> REQUEST:
Write out the data below word for word, keeping every line unchanged.

Named-object pointing records
********************

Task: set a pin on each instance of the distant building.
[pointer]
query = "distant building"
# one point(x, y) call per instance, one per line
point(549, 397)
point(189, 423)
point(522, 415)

********************

> COMPLETE RESPONSE:
Task: set a pin on each instance of the distant building.
[pointer]
query = "distant building"
# one point(x, y) call per instance, one per line
point(549, 397)
point(189, 423)
point(522, 415)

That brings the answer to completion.